DATASET CONTENT ::

+ + +

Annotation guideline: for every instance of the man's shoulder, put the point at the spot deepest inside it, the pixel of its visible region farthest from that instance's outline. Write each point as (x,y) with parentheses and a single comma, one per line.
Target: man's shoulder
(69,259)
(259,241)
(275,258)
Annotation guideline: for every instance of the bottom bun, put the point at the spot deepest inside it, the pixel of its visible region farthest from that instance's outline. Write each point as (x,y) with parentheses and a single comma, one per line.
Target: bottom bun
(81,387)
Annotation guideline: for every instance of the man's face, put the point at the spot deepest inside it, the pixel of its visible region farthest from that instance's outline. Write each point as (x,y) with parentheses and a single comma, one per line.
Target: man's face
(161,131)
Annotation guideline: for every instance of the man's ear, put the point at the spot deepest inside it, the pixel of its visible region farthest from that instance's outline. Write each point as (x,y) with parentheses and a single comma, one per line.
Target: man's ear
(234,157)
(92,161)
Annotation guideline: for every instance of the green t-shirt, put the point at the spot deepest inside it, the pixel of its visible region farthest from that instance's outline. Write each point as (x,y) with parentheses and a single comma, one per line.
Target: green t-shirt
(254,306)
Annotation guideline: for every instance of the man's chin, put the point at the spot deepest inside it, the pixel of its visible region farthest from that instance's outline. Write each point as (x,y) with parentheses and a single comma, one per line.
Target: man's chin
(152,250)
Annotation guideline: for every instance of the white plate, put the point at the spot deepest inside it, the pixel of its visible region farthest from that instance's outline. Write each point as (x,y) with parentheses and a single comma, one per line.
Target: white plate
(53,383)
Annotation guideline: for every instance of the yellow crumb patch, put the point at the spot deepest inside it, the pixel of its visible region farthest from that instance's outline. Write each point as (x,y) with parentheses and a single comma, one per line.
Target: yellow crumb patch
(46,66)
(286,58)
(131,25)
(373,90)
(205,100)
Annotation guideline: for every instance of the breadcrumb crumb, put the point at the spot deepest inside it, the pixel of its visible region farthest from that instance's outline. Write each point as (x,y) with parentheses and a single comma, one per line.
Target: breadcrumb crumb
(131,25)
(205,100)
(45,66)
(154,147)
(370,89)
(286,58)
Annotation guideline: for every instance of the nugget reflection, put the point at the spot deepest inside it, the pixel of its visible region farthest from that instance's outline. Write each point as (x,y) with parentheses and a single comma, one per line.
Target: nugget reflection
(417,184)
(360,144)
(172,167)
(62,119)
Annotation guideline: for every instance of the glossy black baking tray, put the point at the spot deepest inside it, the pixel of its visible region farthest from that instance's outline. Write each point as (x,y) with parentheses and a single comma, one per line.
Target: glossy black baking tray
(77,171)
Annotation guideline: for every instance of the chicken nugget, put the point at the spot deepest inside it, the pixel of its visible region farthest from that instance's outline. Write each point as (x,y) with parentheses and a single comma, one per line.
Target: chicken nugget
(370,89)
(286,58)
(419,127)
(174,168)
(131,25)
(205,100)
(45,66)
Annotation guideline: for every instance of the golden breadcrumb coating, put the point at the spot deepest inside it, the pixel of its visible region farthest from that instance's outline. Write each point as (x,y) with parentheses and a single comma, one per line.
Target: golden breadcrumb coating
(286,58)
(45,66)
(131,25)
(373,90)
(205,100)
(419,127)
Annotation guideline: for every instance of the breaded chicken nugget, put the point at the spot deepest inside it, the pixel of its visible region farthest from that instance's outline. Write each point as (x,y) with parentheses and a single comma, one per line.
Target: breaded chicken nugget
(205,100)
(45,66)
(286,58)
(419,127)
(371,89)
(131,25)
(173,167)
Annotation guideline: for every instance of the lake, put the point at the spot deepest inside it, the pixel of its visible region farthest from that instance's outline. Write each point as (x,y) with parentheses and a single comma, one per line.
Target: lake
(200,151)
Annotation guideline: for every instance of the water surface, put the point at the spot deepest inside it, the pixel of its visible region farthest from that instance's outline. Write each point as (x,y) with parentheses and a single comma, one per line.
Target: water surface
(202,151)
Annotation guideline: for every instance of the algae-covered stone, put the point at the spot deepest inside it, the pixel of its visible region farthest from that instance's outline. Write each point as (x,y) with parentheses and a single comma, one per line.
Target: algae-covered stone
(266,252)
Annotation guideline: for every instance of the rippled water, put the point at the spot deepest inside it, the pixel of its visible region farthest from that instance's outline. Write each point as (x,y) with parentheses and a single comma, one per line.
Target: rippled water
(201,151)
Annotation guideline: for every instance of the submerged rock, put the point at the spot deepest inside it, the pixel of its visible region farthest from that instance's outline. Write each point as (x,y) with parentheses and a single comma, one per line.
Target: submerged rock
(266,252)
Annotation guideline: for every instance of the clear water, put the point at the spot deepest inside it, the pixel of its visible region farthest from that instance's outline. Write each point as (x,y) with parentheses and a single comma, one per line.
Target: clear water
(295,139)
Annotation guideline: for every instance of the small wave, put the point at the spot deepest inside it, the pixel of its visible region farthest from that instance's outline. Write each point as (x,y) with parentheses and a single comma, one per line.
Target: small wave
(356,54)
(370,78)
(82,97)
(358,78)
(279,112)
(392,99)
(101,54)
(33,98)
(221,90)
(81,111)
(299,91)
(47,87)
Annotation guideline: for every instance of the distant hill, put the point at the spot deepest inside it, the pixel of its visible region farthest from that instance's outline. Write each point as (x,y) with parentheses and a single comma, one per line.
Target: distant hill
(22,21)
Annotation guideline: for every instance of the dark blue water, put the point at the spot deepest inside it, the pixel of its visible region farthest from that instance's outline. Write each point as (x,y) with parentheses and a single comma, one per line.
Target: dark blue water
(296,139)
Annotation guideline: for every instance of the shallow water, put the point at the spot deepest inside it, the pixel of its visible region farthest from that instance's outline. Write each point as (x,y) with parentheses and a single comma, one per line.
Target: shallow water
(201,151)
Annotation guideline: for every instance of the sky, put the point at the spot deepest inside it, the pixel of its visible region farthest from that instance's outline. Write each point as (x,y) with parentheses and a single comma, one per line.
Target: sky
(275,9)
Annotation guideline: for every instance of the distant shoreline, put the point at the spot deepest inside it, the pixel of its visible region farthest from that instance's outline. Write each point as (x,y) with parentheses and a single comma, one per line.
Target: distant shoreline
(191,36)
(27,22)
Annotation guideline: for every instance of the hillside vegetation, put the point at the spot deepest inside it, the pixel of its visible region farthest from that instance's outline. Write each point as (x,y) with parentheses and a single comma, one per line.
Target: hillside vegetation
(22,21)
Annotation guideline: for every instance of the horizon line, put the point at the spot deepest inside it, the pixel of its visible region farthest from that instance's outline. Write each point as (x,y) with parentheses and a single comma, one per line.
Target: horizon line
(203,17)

+ + +

EXERCISE OBJECTIVE :: Reproduce every item above word for word, in the same order.

COMPLETE RESPONSE ::
Annotation guideline: for every instance of the man's shoulder, put the point at the spot deepest inside it, the pixel of its visible region farthest from that instance's outline. Write each point as (x,y) with parentheses and a single comma, one per line.
Target: man's shoulder
(69,259)
(259,241)
(275,258)
Annotation guideline: for every instance of the bottom bun, put the point at the spot deepest inside it, the pixel of its visible region farthest from that instance's outline. Write each point as (x,y) with parentheses and a single comma, one per line.
Target: bottom bun
(81,387)
Annotation guideline: for every instance of the man's face, put the point at the spot deepest inside it, the pixel of its visible region farthest from that instance's outline. Write each point as (x,y) with parentheses and a single comma, one per line.
Target: man's face
(161,131)
Annotation guideline: for every instance of the man's ear, put the point at the spot deepest inside it, the pixel of its visible region farthest from that instance's outline. Write each point as (x,y) with parentheses and a single comma, one per line.
Target: man's ear
(234,157)
(92,161)
Annotation guideline: for every instance of the green t-shirt, put the point at the spot deepest inside it, the pixel of its visible region farthest from that instance's outline. Write each point as (x,y) with parentheses and a single comma, one per line.
Target: green t-shirt
(254,306)
Annotation guideline: for every instance of the man's chin, put the point at the spot deepest inside it, the pixel of its visible region farthest from that instance's outline. Write each point as (x,y) with parentheses and a single comma, one per line.
Target: man's chin
(152,250)
Annotation guideline: for every instance of the white plate, put the point at the spot deepest inside it, the pixel of its visible region farthest from that instance's outline. Write each point as (x,y) with parentheses and a single comma, one per line.
Target: white plate
(53,383)
Annotation guideline: for every instance of the yellow crumb patch, put the point at the spot deepest inside it, the pixel of its visible region farthest from that instance's outline. Write each point as (x,y) with parentheses and a single comma, one per line.
Target: yellow crumb patch
(46,66)
(286,58)
(131,25)
(373,90)
(205,100)
Annotation guideline: for every instance of the breadcrumb crumb, put the point at the spot deepest inside it, the pixel of its visible region farthest from that instance's outline. Write each point as (x,y) with parentheses and a single comma, one per line.
Target: breadcrumb crumb
(131,25)
(205,100)
(45,66)
(154,147)
(370,89)
(286,58)
Annotation guideline: for every instance of the nugget reflection, put the point at the spot deepest inside it, the pixel of its visible region farthest from that instance's outline. Write each point as (x,y) with parentheses and a single comma, one per line.
Target: nugget reflection
(417,184)
(360,144)
(172,167)
(62,119)
Annotation guideline: for every instance of the glossy black baking tray, put the point at the spot deepest inside it, the pixel of its visible region farthest from that instance's outline. Write each point as (x,y) with parentheses and a single comma, one per line.
Target: glossy black baking tray
(77,171)
Annotation guideline: for every instance of the chicken nugget, put the point at the spot deepest inside it, the pixel of its visible region farthest from that instance's outline. Write each point as (x,y) with parentheses and a single comma, one per line.
Target: chicken nugget
(370,89)
(286,58)
(419,127)
(174,168)
(131,25)
(205,100)
(45,66)
Annotation guideline: for every instance of the golden breadcrumb coating, put the point at the spot deepest inside it, the pixel of its visible region farthest from that instance's outline. Write each point as (x,y) with parentheses and a single comma, one per line.
Target: golden breadcrumb coating
(286,58)
(45,66)
(131,25)
(373,90)
(205,100)
(419,127)
Annotation guideline: for every instance of the breaded chicken nugget, put the point at the spot deepest inside it, the pixel of its visible region farthest from that instance's outline. Write each point as (x,y) with parentheses and a single comma, one per line.
Target: breaded chicken nugget
(205,100)
(45,66)
(286,58)
(419,127)
(371,89)
(131,25)
(173,167)
Annotation guideline: for every instance of the lake, put the point at the spot deepest inside it, the pixel of its visible region farthest from that instance's outline. Write each point as (x,y) with parentheses and a single comma, one per line.
Target: lake
(200,151)
Annotation guideline: for every instance of the water surface, put the point at the spot deepest inside it, the pixel of its visible region farthest from that instance's outline. Write each point as (x,y) with parentheses and a single comma, one per line.
Target: water surface
(202,151)
Annotation guideline: for every instance of the algae-covered stone, put the point at the spot deepest inside it, the pixel of its visible region farthest from that instance's outline. Write each point as (x,y) with parentheses and a single comma, one per line.
Target: algae-covered stone
(266,252)
Annotation guideline: for every instance of the rippled water, put the point at the spot deepest inside it, the pixel of its visible region farthest from that instance's outline. Write each point as (x,y) with parentheses and a single comma, one per line.
Target: rippled water
(201,151)
Annotation guideline: for every instance of the submerged rock, put the point at the spot deepest inside it, the pixel of its visible region farthest from that instance's outline. Write each point as (x,y) with parentheses and a single comma, one per line.
Target: submerged rock
(266,252)
Annotation guideline: for every instance of the clear water, put the point at the spot deepest inside it, the pixel of its visible region farthest from that instance's outline. Write each point as (x,y) with parentheses and a single comma, one per line.
Target: clear water
(295,139)
Annotation guideline: for every instance of the small wave, put the point at the spot deepest inside it, the pixel of its visible region farthest from that instance's outline. Write each point as (x,y) with parentheses and a single comma, one per line.
Target: small wave
(356,54)
(370,78)
(82,97)
(358,78)
(279,112)
(392,99)
(101,54)
(33,98)
(221,90)
(81,111)
(299,91)
(47,87)
Annotation guideline: for every instance of the distant hill, put the point at the spot deepest inside it, the pixel of its visible region farthest from that instance's outline. Write each point as (x,y) with parentheses and a single comma, one per line.
Target: distant hill
(22,21)
Annotation guideline: for every instance of the dark blue water, put the point at the spot deepest inside it, the pixel of its visible region farthest from that instance's outline. Write each point as (x,y) with parentheses and a single comma, one per line.
Target: dark blue water
(296,139)
Annotation guideline: for every instance of the shallow water, put the point at the spot deepest inside it, the pixel of its visible region farthest from that instance's outline. Write each point as (x,y) with parentheses and a single comma, one per line.
Target: shallow water
(201,151)
Annotation guideline: for every instance of the sky, put the point at the spot deepest inside it, the pixel of its visible region farthest from that instance's outline. Write each point as (x,y) with parentheses and a single comma, one per line.
Target: sky
(275,9)
Annotation guideline: for every instance of the distant shoreline, put the point at the spot deepest inside it, the pixel of its visible region farthest from that instance's outline. Write each point as (x,y) with parentheses and a single comma, one per line.
Target: distant shoreline
(191,36)
(27,22)
Annotation guideline: for every instance of the hillside vegetation, put the point at the spot deepest inside it, the pixel of its visible region farthest from that instance's outline. Write each point as (x,y) with parentheses and a single comma, one per line.
Target: hillside vegetation
(22,21)
Annotation guideline: for every instance of the horizon line, put the point at the spot deepest inside it, the pixel of its visible region farthest from that instance's outline. Write each point as (x,y) with parentheses and a single comma, one per line.
Target: horizon line
(203,17)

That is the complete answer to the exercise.